WORK REQUIRED ->
Reproduce every one of the records below line for line, leaving out the pictures.

INPUT MATERIAL ->

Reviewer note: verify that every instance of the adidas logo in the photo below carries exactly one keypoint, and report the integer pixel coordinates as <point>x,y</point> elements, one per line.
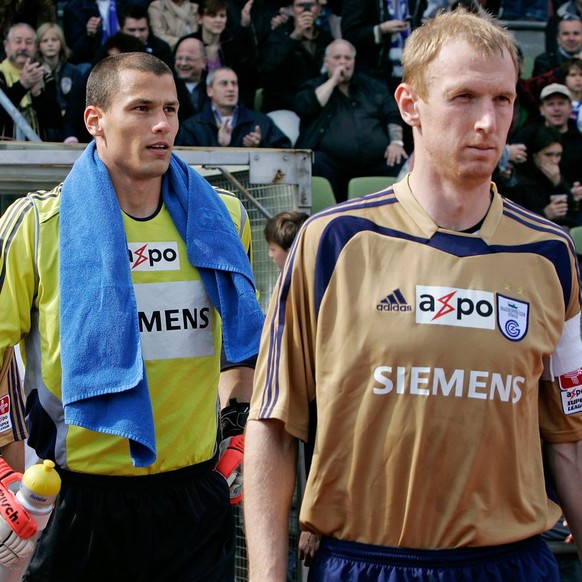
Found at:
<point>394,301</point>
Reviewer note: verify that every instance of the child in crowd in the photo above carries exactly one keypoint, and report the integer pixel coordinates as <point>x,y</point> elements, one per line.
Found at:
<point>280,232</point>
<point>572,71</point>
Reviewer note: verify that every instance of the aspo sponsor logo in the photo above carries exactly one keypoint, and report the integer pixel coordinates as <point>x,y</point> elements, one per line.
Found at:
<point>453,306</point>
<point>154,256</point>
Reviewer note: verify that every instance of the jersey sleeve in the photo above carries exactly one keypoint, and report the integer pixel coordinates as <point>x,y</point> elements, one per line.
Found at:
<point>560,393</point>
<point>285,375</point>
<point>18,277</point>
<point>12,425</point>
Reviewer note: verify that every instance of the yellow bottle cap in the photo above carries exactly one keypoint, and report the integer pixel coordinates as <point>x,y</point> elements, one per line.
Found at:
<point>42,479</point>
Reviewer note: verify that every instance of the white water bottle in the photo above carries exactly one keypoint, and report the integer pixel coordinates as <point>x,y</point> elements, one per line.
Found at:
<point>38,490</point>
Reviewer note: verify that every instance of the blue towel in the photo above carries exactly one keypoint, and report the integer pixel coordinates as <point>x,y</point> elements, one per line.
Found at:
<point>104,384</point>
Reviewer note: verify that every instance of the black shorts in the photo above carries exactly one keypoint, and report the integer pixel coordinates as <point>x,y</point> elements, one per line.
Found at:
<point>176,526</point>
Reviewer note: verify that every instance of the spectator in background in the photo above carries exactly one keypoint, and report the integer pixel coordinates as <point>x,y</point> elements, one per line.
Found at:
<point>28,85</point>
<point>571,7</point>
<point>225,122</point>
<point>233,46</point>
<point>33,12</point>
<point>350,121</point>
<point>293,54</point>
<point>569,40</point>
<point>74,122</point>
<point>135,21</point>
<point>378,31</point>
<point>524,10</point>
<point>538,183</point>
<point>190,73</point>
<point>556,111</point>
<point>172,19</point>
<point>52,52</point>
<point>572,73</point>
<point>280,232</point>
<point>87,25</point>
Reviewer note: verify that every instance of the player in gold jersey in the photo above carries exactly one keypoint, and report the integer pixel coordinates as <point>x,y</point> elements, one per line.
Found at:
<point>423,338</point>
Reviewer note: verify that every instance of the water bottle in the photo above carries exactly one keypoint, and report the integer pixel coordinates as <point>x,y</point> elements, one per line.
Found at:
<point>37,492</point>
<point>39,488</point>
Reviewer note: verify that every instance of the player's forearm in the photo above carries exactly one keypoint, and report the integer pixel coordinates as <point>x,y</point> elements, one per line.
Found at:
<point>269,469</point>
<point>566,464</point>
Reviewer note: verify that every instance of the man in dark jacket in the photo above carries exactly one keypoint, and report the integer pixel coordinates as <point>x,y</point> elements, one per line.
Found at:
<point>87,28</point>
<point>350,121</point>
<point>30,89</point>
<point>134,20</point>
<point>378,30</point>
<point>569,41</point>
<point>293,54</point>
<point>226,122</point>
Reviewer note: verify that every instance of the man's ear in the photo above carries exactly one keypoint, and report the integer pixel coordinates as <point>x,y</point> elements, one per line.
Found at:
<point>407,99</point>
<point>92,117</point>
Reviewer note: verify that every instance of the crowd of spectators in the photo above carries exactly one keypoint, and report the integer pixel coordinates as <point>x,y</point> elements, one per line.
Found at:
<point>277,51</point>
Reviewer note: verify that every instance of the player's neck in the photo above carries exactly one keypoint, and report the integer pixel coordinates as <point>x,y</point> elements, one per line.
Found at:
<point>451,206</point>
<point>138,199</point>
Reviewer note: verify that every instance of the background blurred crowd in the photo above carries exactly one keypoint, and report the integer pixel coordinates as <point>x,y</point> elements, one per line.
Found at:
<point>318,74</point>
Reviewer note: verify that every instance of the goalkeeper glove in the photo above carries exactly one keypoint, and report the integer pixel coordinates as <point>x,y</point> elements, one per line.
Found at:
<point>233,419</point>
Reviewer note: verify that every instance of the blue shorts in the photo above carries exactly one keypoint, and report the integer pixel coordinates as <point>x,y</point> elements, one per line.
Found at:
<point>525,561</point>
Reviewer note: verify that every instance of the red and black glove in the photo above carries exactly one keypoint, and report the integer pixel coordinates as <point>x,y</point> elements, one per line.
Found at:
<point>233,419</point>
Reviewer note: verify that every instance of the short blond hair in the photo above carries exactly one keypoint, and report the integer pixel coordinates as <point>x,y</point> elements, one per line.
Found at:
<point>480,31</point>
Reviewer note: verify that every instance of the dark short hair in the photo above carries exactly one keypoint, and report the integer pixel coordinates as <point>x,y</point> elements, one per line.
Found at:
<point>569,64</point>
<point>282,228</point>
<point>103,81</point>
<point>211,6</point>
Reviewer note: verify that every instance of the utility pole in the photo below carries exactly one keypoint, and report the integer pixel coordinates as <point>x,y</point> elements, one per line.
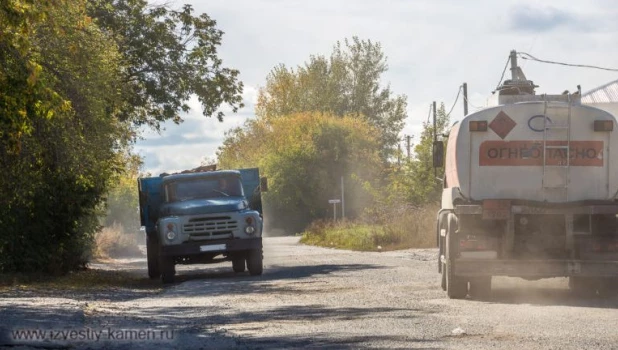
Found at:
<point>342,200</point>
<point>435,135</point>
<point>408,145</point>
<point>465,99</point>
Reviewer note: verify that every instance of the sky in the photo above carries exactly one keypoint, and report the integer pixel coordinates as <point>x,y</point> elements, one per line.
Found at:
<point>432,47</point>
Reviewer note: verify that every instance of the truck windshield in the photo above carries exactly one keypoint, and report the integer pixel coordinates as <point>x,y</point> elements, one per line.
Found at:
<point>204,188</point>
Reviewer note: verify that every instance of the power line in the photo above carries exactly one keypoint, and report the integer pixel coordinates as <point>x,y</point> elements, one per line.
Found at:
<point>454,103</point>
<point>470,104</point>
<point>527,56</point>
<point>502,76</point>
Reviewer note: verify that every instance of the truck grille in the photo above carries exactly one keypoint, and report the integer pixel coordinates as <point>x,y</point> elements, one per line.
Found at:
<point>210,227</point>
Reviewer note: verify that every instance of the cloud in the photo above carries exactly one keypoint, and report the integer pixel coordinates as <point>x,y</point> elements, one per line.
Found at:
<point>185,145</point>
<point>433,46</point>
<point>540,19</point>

TASK OUTPUT ->
Reviewer note: verify that every instance of the adidas logo in the photo below carries exactly one keypoint, and report the integer pixel coordinates as <point>x,y</point> elements, one per line.
Found at:
<point>394,301</point>
Reviewer note: verify that every instance of the child in crowd in the photo above carries exactly one keypoint, and report the integer pixel coordinates as <point>x,y</point> elements, one per line.
Found at:
<point>280,232</point>
<point>572,71</point>
Reviewer note: verify that every instance of the aspo sponsor logo in the photo above carries exactly one keypoint, and report the integer pixel coordinates as <point>x,y</point> elements, one per line.
Found at:
<point>453,306</point>
<point>154,256</point>
Reviewer note: verify that every instance of the jersey sleeve in the photo above carries exactly one keypoint, and report the integer pixel coordinates as <point>x,y</point> elements, one per line.
Found at:
<point>560,393</point>
<point>285,375</point>
<point>18,277</point>
<point>12,425</point>
Reviewer note: verify that every instance of the yellow bottle cap in the photo above carries exactly one keypoint, and report the integer pixel coordinates as <point>x,y</point> elements, one per line.
Found at:
<point>42,479</point>
Reviewer note: verify that every instance of the white water bottle in the photo above carries exactly one keypoint, and report the integer pixel coordinates as <point>x,y</point> elements, one per line.
Found at:
<point>38,490</point>
Reviewer note: verify that every instance of the blue towel in the photo above carries exactly one keypoint, and report the integer pixel coordinates as <point>x,y</point> elements, one per line.
Found at:
<point>104,384</point>
Reviewer note: verify that every instance of the black shorts in the photo above carries exactly one keypoint, and report the integer pixel coordinates as <point>x,y</point> elements, one per line.
Found at:
<point>176,526</point>
Reviewer note: verify that every instance of the spectator in background in the photo above carries exactly one keypoint, and report the integer pixel coordinates as <point>x,y</point> elements, one per line.
Found at:
<point>28,85</point>
<point>571,7</point>
<point>225,122</point>
<point>233,46</point>
<point>33,12</point>
<point>350,121</point>
<point>293,54</point>
<point>569,40</point>
<point>74,122</point>
<point>135,21</point>
<point>378,31</point>
<point>524,10</point>
<point>538,183</point>
<point>190,73</point>
<point>556,111</point>
<point>172,19</point>
<point>52,52</point>
<point>572,73</point>
<point>280,232</point>
<point>87,25</point>
Reviewer note: verify that every instance of the player in gold jersey in the photo above carries exactly one keypoint, and report the integer pixel coordinates as <point>x,y</point> elements, one per line.
Found at:
<point>423,338</point>
Reviewer note: verify that every instance of the water bottle in the photo above carries exactly one keypoint, and report the integer pixel coordinates as <point>x,y</point> elements, one per line.
Found at:
<point>37,492</point>
<point>39,488</point>
Reviewer note: verify that every instance of the player's forearm in the photo above carries exactly one keypoint, and report the integer pixel coordinates as <point>x,y</point> elements, one per line.
Found at:
<point>269,469</point>
<point>566,464</point>
Reviewer note: verify that every instance of the man in dark jacket in the photo above carries exactly one keypoint, and report the integer pixel coordinates as <point>x,y</point> elements, one per line.
Found at:
<point>87,28</point>
<point>350,121</point>
<point>30,89</point>
<point>134,20</point>
<point>378,30</point>
<point>569,41</point>
<point>293,54</point>
<point>226,122</point>
Reviewer note: verify that every instance of the man's ear in the photo above carries exactly one keypoint, and report the integer pixel coordinates as <point>x,y</point> elements, one per line.
Found at:
<point>407,99</point>
<point>92,117</point>
Reviewer note: verify that every instance of the crowd of spectators in the photo above carries exactly one keypoint, and report the integer pixel coordinates as <point>x,y</point> elements, one per line.
Found at:
<point>277,51</point>
Reviewer note: verify that every instance of the player's neck in the photo above carries exactly one keypoint, and report the integer pixel coordinates as <point>x,y</point> elements, one per line.
Found at:
<point>451,206</point>
<point>138,199</point>
Reviewer note: verify that every instance of the background blurred crowd in the photo above carries exactly one keypoint, and report the integer pixel coordinates as <point>x,y</point> elements, one per line.
Found at:
<point>318,74</point>
Reviewer note: verify that every instance of the goalkeeper glove in the photo above carries exactly one keypoint, and report the integer pixel coordinates as <point>x,y</point> elements, one per line.
Found at:
<point>233,419</point>
Reviewer note: verify that every instance of the blue shorts in the photo above carries exactly one keypoint, and report the integer pixel coordinates as <point>x,y</point> elements, one per line.
Found at:
<point>525,561</point>
Reviewer note: verify that every instance of the red and black glove in the photo above carries exactly one keypoint, and report the integer pixel coordinates as <point>x,y</point> elements, one per line.
Found at:
<point>233,419</point>
Reviewer note: verify that every instance of the short blond hair in the photo above carries exactly one keypoint, and report the integer pixel coordinates as <point>x,y</point> elements, one per line.
Found at:
<point>480,31</point>
Reviewer note: verify that every instance of the dark short hair in the photo above carries exactly one keypoint, and report the integer pixel coordinates as <point>x,y</point> elements, one per line.
Found at:
<point>569,64</point>
<point>282,228</point>
<point>103,81</point>
<point>211,6</point>
Reviewer note: verify that every instance of the utility pole in the photo below carries exactly one keypoint, and report the integer pixel coordinates as <point>x,y</point> elements, one per line.
Found at:
<point>342,200</point>
<point>435,135</point>
<point>408,145</point>
<point>465,99</point>
Reviewer note: verify that every instance of the sky in the photo above carries exactly one keypoint, and report the integer pixel coordinates as <point>x,y</point> elements, one per line.
Found at:
<point>432,47</point>
Reviewer note: verify that every instance of the truck windshield in the photo above carries exactly one keypoint, and report the integer pixel coordinates as <point>x,y</point> elements, one per line.
Found at:
<point>204,188</point>
Reviewer note: verify that every instance of the power line in the photo above carries exactly one keypoint, and report the integer pixel coordinates as <point>x,y</point> elements, one per line.
Found at:
<point>454,103</point>
<point>470,104</point>
<point>527,56</point>
<point>502,76</point>
Reviewer note: verify that every instance of the truck grille in the photo above carries exactly one keypoint, and report the integer pixel coordinates as <point>x,y</point> elements, one per line.
Found at:
<point>210,227</point>
Reviewer note: verify that every instance of the cloud in the photo above carries exactly one keypoint, and report the integer pixel coordinates as <point>x,y</point> elements, one per line.
Found at:
<point>185,145</point>
<point>433,46</point>
<point>540,19</point>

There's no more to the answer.